GOAL |
Pick out every line of the data below that contains the string "branch", treating uppercase and lowercase letters as different.

# START OF GIVEN RECORDS

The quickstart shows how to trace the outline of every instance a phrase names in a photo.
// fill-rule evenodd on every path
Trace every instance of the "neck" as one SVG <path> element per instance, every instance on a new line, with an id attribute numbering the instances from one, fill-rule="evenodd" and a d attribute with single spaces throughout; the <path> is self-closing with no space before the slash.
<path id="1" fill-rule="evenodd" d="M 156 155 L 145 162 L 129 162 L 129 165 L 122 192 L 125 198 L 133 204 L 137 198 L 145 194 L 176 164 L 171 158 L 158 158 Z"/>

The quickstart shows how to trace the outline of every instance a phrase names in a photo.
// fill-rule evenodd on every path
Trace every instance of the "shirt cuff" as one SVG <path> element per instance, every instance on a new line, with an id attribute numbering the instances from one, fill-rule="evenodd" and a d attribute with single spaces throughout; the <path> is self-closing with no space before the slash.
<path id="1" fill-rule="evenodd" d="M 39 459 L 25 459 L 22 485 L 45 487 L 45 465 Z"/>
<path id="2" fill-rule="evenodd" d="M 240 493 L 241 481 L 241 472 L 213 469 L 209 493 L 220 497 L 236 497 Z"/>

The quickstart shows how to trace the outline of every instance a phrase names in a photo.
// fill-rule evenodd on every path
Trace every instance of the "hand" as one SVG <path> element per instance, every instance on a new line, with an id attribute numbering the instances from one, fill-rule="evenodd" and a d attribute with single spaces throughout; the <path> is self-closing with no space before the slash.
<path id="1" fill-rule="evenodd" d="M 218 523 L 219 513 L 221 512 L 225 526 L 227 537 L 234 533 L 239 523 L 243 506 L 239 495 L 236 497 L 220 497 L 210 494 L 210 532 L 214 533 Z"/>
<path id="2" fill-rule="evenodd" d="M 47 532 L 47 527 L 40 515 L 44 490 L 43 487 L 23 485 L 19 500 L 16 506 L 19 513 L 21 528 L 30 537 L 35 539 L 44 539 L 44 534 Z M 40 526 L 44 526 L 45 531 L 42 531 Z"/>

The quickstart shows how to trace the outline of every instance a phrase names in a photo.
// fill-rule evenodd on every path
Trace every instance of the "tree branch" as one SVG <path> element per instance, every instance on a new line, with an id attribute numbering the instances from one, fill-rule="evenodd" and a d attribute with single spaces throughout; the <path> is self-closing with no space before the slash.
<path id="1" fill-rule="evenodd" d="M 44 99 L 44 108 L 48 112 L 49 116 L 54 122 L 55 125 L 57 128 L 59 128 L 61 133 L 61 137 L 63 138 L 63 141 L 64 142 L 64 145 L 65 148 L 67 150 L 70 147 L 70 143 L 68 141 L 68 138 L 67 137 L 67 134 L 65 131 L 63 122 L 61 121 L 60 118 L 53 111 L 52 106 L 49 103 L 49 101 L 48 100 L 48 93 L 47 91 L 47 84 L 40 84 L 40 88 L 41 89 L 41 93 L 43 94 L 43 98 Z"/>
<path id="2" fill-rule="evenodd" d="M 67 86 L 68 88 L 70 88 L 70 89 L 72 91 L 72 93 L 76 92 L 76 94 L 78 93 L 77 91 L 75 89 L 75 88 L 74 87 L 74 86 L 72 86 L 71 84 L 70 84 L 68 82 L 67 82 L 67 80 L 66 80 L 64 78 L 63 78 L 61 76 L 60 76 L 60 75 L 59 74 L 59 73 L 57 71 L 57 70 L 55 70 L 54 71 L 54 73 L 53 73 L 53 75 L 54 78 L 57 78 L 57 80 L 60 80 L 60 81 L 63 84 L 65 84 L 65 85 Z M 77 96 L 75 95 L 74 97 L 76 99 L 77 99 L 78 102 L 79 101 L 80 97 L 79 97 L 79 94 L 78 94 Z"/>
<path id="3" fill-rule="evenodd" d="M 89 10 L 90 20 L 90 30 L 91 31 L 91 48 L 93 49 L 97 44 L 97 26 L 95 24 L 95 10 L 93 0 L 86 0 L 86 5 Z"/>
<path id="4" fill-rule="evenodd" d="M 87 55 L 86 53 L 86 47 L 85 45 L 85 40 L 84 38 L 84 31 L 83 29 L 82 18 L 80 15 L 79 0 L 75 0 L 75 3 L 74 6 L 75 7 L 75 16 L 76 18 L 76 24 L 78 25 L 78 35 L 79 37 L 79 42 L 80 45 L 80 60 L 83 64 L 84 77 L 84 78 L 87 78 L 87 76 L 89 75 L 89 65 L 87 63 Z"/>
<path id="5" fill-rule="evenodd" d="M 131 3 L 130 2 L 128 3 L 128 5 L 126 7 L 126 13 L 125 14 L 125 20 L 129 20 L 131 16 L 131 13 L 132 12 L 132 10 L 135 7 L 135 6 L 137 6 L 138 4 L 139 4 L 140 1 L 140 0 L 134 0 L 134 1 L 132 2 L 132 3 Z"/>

# END OF GIVEN RECORDS

EXERCISE SOLUTION |
Trace every instance of the "tree branch" as one SVG <path> element per instance, every instance on a new line, with an id attribute numbering the instances from one, fill-rule="evenodd" and a d attribute with single spaces throughout; the <path> is self-closing with no space before the slash.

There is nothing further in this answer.